• Records from a data source

══════════════════════════════

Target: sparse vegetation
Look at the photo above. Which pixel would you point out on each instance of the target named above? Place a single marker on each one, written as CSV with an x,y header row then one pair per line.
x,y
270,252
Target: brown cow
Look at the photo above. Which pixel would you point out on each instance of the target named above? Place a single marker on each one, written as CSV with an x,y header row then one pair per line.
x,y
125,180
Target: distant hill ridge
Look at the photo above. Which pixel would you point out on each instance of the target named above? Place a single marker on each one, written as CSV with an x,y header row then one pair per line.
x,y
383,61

══════════════════════════════

Reproduce every entry exactly, with nothing added or dropped.

Target: sparse vegetation
Look at the photo above. Which pixel would you point out on each instance of the target named above? Place a single marker on each one, written as CSV with an x,y header row then one pair per line.
x,y
270,252
Target: brown cow
Look at the photo above. Which pixel would you point out on each instance of the target named above? Place a single marker on each one, written as CSV with an x,y header row then one pair per line.
x,y
125,180
Target: distant hill ridge
Look at the photo above. Which pixel would you point out on each instance of the target named above? Place a single marker on each one, written as CSV with an x,y header row then one pair per line.
x,y
383,61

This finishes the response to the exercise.